Aim:
Swap every "Flag" in the entries below for "Mark". Write the lines out again, leaving everything else the same.

[Entries for labeling bounding boxes]

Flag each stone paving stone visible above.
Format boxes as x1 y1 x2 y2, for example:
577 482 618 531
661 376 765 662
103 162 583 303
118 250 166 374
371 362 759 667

Answer below:
Mark each stone paving stone visible above.
Format boxes as x1 y1 x2 y2, for example:
577 482 618 531
661 376 765 662
103 162 583 303
118 250 166 374
371 362 759 667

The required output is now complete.